* _DATA FOR PROCESSING_:
-=-=-
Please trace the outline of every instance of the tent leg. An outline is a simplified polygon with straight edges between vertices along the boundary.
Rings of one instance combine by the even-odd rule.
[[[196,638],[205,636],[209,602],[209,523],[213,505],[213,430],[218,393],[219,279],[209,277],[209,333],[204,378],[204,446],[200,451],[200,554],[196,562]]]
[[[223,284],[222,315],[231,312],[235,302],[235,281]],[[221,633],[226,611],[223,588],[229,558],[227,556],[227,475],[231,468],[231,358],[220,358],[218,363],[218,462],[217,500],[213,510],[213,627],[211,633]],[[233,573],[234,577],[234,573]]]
-=-=-
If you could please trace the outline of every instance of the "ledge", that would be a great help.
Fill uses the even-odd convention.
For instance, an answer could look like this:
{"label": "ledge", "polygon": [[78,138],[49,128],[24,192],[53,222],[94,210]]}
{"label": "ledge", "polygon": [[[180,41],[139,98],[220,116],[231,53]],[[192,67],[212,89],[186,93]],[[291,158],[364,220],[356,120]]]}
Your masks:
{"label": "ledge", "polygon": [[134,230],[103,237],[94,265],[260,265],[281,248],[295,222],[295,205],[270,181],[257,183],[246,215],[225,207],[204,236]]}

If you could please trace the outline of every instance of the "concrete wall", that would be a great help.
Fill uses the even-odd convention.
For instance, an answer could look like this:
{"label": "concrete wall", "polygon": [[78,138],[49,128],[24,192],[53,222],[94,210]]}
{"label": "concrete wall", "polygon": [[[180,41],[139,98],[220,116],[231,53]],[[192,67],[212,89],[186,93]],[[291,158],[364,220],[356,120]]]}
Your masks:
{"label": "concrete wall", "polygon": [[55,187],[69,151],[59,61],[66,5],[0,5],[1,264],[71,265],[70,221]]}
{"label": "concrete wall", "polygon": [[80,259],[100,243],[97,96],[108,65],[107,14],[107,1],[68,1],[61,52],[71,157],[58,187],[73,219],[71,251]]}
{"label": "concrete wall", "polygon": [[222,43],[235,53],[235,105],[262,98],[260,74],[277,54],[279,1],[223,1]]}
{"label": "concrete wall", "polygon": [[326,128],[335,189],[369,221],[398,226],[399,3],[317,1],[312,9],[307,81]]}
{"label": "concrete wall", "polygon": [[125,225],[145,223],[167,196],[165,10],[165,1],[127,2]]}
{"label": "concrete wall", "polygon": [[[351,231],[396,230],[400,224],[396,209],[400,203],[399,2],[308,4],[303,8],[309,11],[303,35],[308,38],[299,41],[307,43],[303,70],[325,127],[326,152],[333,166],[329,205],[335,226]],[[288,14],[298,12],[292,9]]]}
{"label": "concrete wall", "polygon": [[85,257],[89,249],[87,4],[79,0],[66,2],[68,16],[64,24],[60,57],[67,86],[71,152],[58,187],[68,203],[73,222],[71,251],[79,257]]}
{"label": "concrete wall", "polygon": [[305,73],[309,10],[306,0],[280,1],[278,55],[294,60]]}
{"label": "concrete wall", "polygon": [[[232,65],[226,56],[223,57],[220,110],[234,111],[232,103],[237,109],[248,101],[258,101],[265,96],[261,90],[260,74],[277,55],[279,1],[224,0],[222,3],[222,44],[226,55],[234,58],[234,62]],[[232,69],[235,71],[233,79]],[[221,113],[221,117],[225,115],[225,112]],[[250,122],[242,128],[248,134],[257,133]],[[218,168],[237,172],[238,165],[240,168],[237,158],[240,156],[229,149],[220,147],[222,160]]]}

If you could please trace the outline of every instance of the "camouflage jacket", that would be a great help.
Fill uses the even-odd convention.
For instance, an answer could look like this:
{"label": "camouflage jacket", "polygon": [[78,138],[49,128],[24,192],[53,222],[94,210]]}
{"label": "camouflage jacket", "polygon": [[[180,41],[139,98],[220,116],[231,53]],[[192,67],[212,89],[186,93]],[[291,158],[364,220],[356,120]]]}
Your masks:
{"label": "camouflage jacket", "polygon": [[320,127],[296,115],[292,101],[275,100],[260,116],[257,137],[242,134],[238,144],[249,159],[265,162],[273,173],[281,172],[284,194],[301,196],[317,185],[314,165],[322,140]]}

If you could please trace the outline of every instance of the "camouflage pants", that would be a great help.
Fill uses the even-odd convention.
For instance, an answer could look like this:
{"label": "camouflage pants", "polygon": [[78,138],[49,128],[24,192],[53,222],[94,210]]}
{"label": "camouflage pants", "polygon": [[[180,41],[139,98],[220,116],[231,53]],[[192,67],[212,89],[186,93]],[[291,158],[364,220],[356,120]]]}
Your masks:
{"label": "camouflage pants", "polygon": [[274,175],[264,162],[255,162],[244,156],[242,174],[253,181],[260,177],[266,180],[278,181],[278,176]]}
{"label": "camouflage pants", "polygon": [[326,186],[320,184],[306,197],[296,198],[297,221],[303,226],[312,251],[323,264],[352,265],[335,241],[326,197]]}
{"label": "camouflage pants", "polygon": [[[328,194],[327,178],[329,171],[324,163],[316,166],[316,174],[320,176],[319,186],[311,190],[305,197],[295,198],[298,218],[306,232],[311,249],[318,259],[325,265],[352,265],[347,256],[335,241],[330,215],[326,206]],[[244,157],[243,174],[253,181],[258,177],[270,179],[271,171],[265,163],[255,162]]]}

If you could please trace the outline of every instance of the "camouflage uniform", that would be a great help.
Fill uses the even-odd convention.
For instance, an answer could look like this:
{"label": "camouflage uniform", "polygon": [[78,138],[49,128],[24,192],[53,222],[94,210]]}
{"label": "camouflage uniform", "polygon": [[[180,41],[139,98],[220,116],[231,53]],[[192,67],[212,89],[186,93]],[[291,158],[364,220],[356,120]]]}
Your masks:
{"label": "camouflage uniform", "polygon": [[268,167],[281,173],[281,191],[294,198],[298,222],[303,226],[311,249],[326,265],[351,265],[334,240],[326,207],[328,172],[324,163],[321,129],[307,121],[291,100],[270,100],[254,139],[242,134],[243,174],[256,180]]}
-=-=-
* _WORK REQUEST_: Copy each line of the listing above that contains the word "outline".

* _EXERCISE RESULT_:
Please trace the outline of every instance of the tent leg. An outline is a simplified polygon with straight edges between vertices along the boundary.
If you could please trace the outline of every instance of the "ledge", that would be a great help.
If you could please trace the outline of every instance of the "concrete wall", that would be a great help.
If you could please trace the outline of every instance of the "camouflage jacket", that would be a great help.
If you could please trace the outline of every instance of the "camouflage pants", that would be a great help.
If you could please trace the outline of every instance of the "camouflage uniform", that would be a great help.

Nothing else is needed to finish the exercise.